[Some records]
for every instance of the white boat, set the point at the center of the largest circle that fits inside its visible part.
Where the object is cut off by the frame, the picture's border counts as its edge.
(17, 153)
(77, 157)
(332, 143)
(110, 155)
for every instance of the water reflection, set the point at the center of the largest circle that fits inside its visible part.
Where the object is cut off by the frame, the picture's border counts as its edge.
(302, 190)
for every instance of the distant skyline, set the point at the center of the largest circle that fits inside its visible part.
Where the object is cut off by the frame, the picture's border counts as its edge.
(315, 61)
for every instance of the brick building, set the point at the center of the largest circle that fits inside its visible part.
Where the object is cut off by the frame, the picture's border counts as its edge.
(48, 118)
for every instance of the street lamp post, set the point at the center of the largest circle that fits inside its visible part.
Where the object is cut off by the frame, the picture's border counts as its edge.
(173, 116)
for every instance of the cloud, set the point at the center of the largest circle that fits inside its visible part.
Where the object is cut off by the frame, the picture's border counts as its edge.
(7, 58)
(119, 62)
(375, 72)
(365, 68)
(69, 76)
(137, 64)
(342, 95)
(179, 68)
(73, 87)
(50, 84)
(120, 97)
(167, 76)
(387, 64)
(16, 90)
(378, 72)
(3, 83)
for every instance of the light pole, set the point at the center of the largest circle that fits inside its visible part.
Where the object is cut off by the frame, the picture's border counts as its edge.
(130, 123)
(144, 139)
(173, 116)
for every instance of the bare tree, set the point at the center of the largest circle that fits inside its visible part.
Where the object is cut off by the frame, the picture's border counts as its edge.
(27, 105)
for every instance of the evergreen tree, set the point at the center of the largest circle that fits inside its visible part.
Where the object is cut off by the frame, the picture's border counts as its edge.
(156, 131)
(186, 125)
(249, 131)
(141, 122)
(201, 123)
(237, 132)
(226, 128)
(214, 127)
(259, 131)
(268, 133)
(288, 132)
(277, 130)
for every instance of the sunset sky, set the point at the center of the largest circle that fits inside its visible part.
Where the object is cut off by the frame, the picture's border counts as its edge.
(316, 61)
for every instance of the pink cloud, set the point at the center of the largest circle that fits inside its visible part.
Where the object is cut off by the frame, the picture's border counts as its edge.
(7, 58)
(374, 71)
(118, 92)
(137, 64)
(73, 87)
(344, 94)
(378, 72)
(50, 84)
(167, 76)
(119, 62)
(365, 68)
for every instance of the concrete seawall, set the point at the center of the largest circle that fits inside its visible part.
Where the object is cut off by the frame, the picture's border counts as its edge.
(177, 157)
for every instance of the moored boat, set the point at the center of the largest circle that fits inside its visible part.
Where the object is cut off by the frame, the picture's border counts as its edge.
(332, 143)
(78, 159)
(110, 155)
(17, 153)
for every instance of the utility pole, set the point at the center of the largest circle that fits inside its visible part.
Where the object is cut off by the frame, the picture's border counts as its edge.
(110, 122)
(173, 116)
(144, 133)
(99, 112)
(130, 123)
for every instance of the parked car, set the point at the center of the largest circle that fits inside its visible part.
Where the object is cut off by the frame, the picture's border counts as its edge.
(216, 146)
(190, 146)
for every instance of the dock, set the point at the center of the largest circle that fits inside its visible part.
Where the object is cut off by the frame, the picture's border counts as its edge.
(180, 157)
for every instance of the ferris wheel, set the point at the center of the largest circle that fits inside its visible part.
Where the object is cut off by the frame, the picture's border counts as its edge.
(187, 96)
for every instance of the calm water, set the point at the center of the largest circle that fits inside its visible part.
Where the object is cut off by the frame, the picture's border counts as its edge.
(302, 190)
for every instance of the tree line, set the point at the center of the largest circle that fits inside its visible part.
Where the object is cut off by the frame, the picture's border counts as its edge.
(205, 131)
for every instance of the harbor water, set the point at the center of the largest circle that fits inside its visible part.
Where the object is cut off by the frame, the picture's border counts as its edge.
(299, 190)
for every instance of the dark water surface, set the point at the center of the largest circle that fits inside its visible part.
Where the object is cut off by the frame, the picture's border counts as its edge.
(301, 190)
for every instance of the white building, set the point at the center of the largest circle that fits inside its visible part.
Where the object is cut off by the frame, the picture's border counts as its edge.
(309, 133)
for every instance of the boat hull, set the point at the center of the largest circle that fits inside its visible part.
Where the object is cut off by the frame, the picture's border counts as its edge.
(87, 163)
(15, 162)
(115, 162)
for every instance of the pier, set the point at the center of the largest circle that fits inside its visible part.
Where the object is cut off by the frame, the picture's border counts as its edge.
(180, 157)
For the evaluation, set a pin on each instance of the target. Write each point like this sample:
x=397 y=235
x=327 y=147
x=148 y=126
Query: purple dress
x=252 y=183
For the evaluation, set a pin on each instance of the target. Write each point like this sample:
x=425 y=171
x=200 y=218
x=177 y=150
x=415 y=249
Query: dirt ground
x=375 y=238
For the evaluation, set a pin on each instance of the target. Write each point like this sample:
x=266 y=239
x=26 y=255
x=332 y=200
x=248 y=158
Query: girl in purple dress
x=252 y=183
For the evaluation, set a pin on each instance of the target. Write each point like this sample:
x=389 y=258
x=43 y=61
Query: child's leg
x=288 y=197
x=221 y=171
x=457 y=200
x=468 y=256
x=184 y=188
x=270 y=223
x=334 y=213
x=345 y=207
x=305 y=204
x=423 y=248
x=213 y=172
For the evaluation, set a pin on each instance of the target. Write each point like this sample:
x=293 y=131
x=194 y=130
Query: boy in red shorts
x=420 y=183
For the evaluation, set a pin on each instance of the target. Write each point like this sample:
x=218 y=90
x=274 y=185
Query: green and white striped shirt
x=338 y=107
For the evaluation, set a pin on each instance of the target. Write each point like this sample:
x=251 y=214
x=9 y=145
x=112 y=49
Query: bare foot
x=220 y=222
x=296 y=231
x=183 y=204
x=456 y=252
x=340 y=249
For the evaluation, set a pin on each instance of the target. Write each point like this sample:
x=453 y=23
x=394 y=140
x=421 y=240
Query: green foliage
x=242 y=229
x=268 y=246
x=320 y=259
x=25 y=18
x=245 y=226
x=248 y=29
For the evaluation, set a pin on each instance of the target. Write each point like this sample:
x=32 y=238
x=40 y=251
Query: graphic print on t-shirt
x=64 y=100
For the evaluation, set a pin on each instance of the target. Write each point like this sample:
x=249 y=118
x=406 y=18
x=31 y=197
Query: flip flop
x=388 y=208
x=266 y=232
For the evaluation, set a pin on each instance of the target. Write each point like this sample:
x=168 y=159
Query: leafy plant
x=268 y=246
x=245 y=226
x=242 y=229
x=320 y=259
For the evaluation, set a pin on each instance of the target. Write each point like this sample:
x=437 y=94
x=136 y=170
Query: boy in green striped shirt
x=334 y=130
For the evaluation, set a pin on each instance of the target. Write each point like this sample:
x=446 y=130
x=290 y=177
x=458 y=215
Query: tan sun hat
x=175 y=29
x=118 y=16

#### [DIRECTIONS]
Copy down the whole of the data above, matching it exactly.

#### [FULL SOLUTION]
for every instance of the white boat, set the point at the center of the largest circle that fits inside its visible part.
Where the object is cut off by the frame, the picture's border counts as its edge.
(17, 153)
(77, 157)
(332, 143)
(110, 155)
for every instance of the water reflection, set the point at the center of the largest circle that fits inside its visible part.
Where the object is cut off by the frame, the picture's border counts as its edge.
(302, 190)
for every instance of the distant skyline, set the point at the center of the largest circle that fits inside its visible part.
Where the object is cut off by the frame, the picture's border counts as its edge.
(315, 61)
for every instance of the brick building, set the point at the center of the largest circle that fits inside its visible part.
Where the object is cut off by the frame, the picture's border counts as its edge.
(48, 118)
for every instance of the street lamp post, set the point at the center of the largest circle that fits inside its visible part.
Where the object is cut off by the frame, the picture's border counts as its edge.
(173, 116)
for every instance of the cloud, set the point at the center of the largest circle that fits inside its visible part.
Where the object is cut off by the frame, the picture's border counts as its edge.
(7, 58)
(119, 62)
(375, 72)
(365, 68)
(69, 76)
(137, 64)
(342, 95)
(179, 68)
(73, 87)
(50, 84)
(120, 97)
(167, 76)
(387, 64)
(16, 90)
(378, 72)
(3, 83)
for every instance of the light pole, set the point at the center of the largest circle that fits inside its visible part.
Where the object is cut off by the frame, the picture's border counts as its edge.
(130, 123)
(144, 139)
(173, 116)
for every instance of the bare tree, set the point at the center of the largest circle that fits inside its visible part.
Where the object is cut off by the frame, the picture's border counts as its edge.
(27, 105)
for every instance of the evergreen tree, set the point at the center of the largest circle that fits inside its visible part.
Where the object is cut off by the frame, the picture's border counts as its edge.
(156, 131)
(186, 125)
(249, 131)
(141, 122)
(201, 123)
(237, 132)
(226, 128)
(214, 127)
(259, 131)
(268, 133)
(288, 132)
(277, 130)
for every instance of the sunset sky, set the point at the center of the largest circle that fits inside its visible part.
Where the object is cut off by the frame, the picture's border counts as its edge.
(316, 61)
for every instance of the pink cloud, set the point at the center of the largest circle that fits inside its visible part.
Where the object is cut off by the frame, the picture's border counts as its edge.
(7, 58)
(374, 71)
(118, 92)
(137, 64)
(73, 87)
(344, 94)
(378, 72)
(50, 84)
(167, 76)
(119, 62)
(365, 68)
for every instance of the concrete seawall, set the point at the center of the largest circle that fits inside its visible part.
Where the object is cut off by the frame, the picture's border counts as its edge.
(177, 157)
for every instance of the moored boat, set the point at the center of the largest circle that fits inside its visible part.
Where the object is cut off by the frame, the picture's border counts as its edge.
(332, 143)
(78, 159)
(110, 155)
(17, 153)
for every instance of the utility pole, set the point at the center of the largest circle that fits inside its visible part.
Where the object is cut off by the frame, the picture's border counts as its edge.
(110, 122)
(173, 116)
(144, 133)
(99, 112)
(130, 123)
for every instance of the parked car, set the point at the center of the largest circle that fits inside its visible part.
Where the object is cut off by the frame, the picture's border counts as its edge.
(216, 146)
(190, 146)
for every instance of the dock, set the point at the center of the largest circle that fits inside its visible part.
Where the object is cut off by the frame, the picture's border counts as its edge.
(180, 157)
for every instance of the ferris wheel, set the point at the center of the largest circle that fits inside its visible part.
Where the object is cut off by the frame, the picture's border counts as its edge.
(187, 96)
for every instance of the calm water, set the point at the center of the largest circle that fits inside its visible part.
Where the object is cut off by the frame, the picture's border counts as its edge.
(302, 190)
for every instance of the tree line, set the point at the center of the largest circle that fits inside its visible part.
Where the object is cut off by the frame, the picture's border counts as its edge.
(205, 131)
for every instance of the harbor water, set the point at the center of the largest circle that fits inside its visible part.
Where the object is cut off by the frame, the picture's border counts as its edge.
(299, 190)
for every instance of the dark water surface, set the point at the center of the largest circle that fits inside its visible part.
Where the object is cut off by the frame, the picture's border counts as its edge.
(301, 190)
for every instance of the white building, set the point at the center of the largest circle that fits inside its visible part.
Where the object is cut off by the frame, the picture's border counts as its edge.
(309, 133)
for every instance of the boat hull, set the point at the center of the largest circle that fits inside its visible part.
Where the object is cut off by the frame, the picture's border counts as its edge.
(87, 163)
(15, 162)
(115, 162)
for every instance of the pier, set the point at the center of the largest circle that fits inside its visible part.
Where the object is cut off by the frame, the picture's border counts as its edge.
(180, 157)
For the evaluation, set a pin on each instance of the target. Write each point like this sample:
x=397 y=235
x=327 y=147
x=148 y=126
Query: purple dress
x=252 y=183
For the evaluation, set a pin on each instance of the target. Write each point like this sample:
x=425 y=171
x=200 y=218
x=177 y=150
x=415 y=249
Query: dirt ground
x=375 y=238
For the evaluation, set a pin on each instance of the target. Write each point like this sample:
x=266 y=239
x=26 y=255
x=332 y=200
x=248 y=158
Query: girl in purple dress
x=252 y=183
For the evaluation, set a pin on each instance of the target. Write each point like this sample:
x=389 y=258
x=43 y=61
Query: child's leg
x=288 y=197
x=221 y=171
x=457 y=200
x=468 y=256
x=184 y=188
x=270 y=223
x=334 y=213
x=345 y=207
x=305 y=204
x=423 y=248
x=213 y=172
For the evaluation, set a pin on each instance of the target. Write each point like this sample:
x=293 y=131
x=194 y=130
Query: boy in red shorts
x=420 y=183
For the evaluation, set a pin on each instance of the target. Write each point like this sample:
x=218 y=90
x=274 y=185
Query: green and white striped shirt
x=338 y=107
For the evaluation, set a pin on each instance of the target. Write each point like this sample:
x=251 y=214
x=9 y=145
x=112 y=49
Query: bare foot
x=220 y=222
x=296 y=231
x=183 y=204
x=456 y=252
x=340 y=249
For the evaluation, set a pin on each instance of the target. Write each point like this sample:
x=453 y=23
x=394 y=140
x=421 y=240
Query: green foliage
x=242 y=229
x=268 y=246
x=320 y=259
x=25 y=18
x=245 y=226
x=248 y=29
For the evaluation, set a pin on each instance of the target. Write each point like this sample:
x=32 y=238
x=40 y=251
Query: graphic print on t-shirt
x=64 y=100
For the evaluation, set a pin on each instance of the target. Write each point like this sample:
x=249 y=118
x=406 y=18
x=31 y=197
Query: flip flop
x=388 y=208
x=266 y=232
For the evaluation, set a pin on each instance of the target. Write each point like this sample:
x=168 y=159
Query: leafy plant
x=268 y=246
x=245 y=226
x=242 y=229
x=320 y=259
For the evaluation, set a pin on each instance of the target. Write each point like this sample:
x=437 y=94
x=136 y=170
Query: boy in green striped shirt
x=334 y=130
For the evaluation, set a pin on each instance of the target. Write each point like this sample:
x=446 y=130
x=290 y=177
x=458 y=215
Query: tan sun hat
x=175 y=29
x=118 y=16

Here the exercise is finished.